Written problem 1 |
Can you print the crystal systems passage between "A lattice system" and "hexagonal, and cubic.", inclusive?
Written problem 2 |
Will you proceed with the crystal systems passage, picking up from where it stops?

Quoted text |
━━━━
In crystallography, the terms crystal system, crystal family, and lattice system each refer to one of several classes of space groups, lattices, point groups, or crystals. Informally, two crystals are in the same crystal system if they have similar symmetries, although there are many exceptions to this.

Crystal systems, crystal families, and lattice systems are similar but slightly different, and there is widespread confusion between them: in particular the trigonal crystal system is often confused with the rhombohedral lattice system, and the term "crystal system" is sometimes used to mean "lattice system" or "crystal family".

Space groups and crystals are divided into seven crystal systems according to their point groups, and into seven lattice systems according to their Bravais lattices. Five of the crystal systems are essentially the same as five of the lattice systems, but the hexagonal and trigonal crystal systems differ from the hexagonal and rhombohedral lattice systems. The six crystal families are formed by combining the hexagonal and trigonal crystal systems into one hexagonal family, to eliminate this confusion.

## Overview

A lattice system is a class of lattices with the same set of lattice point groups, which are subgroups of the arithmetic crystal classes. The 14 Bravais lattices are grouped into seven lattice systems: triclinic, monoclinic, orthorhombic, tetragonal, rhombohedral, hexagonal, and cubic.
━━━━
[Pointing dataset records]
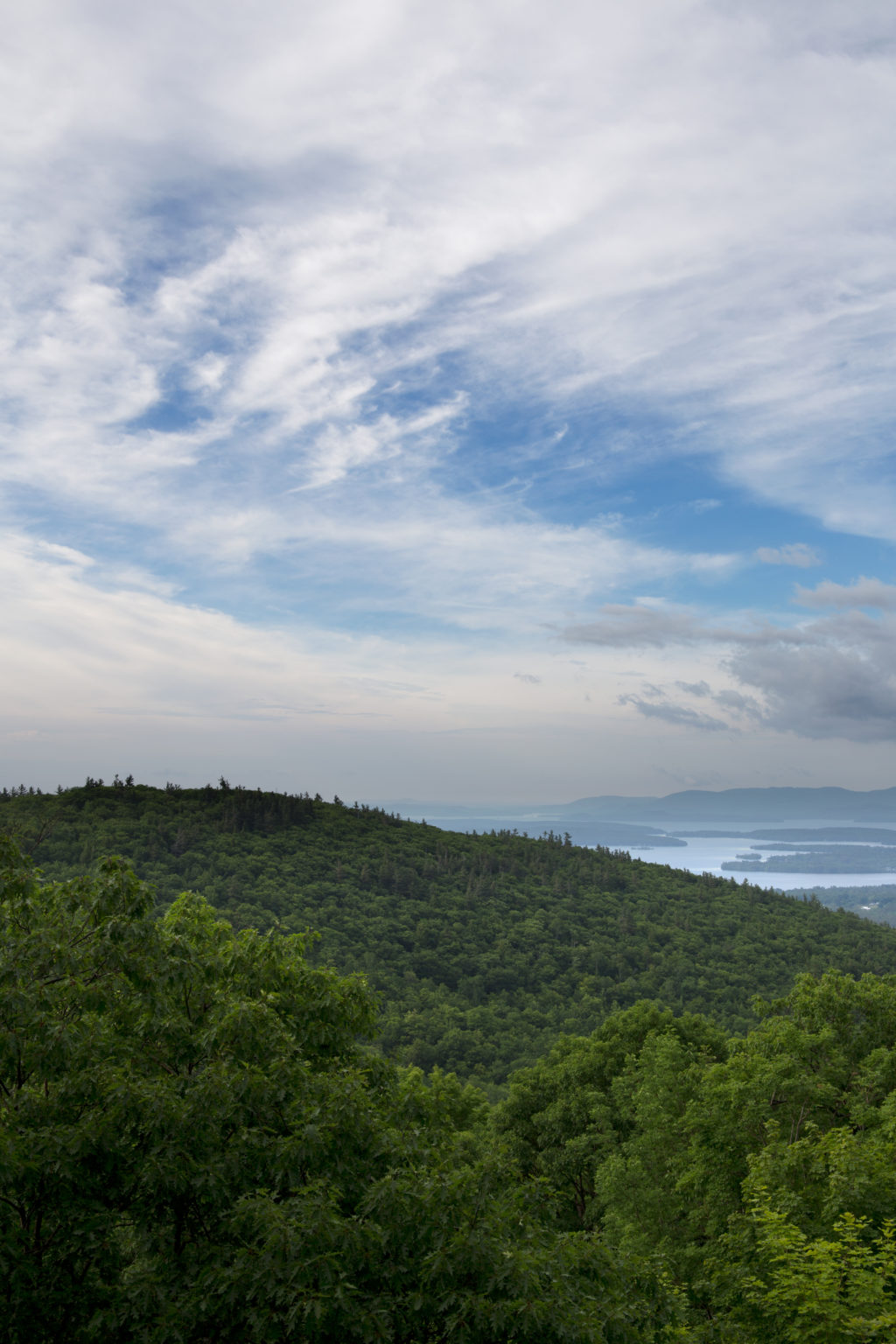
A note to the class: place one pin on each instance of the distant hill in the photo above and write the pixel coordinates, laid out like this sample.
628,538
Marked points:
589,820
482,948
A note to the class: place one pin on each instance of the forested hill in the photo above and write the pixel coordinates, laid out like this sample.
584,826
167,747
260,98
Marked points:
482,948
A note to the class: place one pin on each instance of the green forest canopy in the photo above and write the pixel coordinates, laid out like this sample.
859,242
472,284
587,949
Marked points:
199,1144
481,949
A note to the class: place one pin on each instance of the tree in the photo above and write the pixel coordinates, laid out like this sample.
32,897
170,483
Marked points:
196,1144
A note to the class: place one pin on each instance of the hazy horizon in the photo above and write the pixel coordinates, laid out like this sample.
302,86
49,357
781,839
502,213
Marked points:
485,402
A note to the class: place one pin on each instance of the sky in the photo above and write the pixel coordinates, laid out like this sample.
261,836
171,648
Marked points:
481,402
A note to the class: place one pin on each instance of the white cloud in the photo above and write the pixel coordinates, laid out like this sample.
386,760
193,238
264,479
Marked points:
798,554
860,593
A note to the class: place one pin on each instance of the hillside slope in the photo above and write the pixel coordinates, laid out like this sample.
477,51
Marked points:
482,948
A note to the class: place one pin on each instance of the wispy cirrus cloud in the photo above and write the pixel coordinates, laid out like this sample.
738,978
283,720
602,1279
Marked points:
371,316
798,554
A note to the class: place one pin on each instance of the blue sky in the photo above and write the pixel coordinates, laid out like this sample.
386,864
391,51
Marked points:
484,402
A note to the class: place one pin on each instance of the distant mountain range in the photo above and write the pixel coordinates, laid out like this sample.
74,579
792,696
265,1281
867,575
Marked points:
614,820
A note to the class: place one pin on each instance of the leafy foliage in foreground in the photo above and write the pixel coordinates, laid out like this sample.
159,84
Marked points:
195,1146
755,1173
482,949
━━━━
Output 1 |
A lattice system is a class of lattices with the same set of lattice point groups, which are subgroups of the arithmetic crystal classes. The 14 Bravais lattices are grouped into seven lattice systems: triclinic, monoclinic, orthorhombic, tetragonal, rhombohedral, hexagonal, and cubic.

Output 2 |
In a crystal system, a set of point groups and their corresponding space groups are assigned to a lattice system. Of the 32 point groups that exist in three dimensions, most are assigned to only one lattice system, in which case both the crystal and lattice systems have the same name. However, five point groups are assigned to two lattice systems, rhombohedral and hexagonal, because both exhibit threefold rotational symmetry. These point groups are assigned to the trigonal crystal system. In total there are seven crystal systems: triclinic, monoclinic, orthorhombic, tetragonal, trigonal, hexagonal, and cubic.

A crystal family is determined by lattices and point groups. It is formed by combining crystal systems which have space groups assigned to a common lattice system. In three dimensions, the crystal families and systems are identical, except the hexagonal and trigonal crystal systems, which are combined into one hexagonal crystal family. In total there are six crystal families: triclinic, monoclinic, orthorhombic, tetragonal, hexagonal, and cubic.

Spaces with less than three dimensions have the same number of crystal systems, crystal families, and lattice systems. In one-dimensional space, there is one crystal system. In 2D space, there are four crystal systems: oblique, rectangular, square, and hexagonal.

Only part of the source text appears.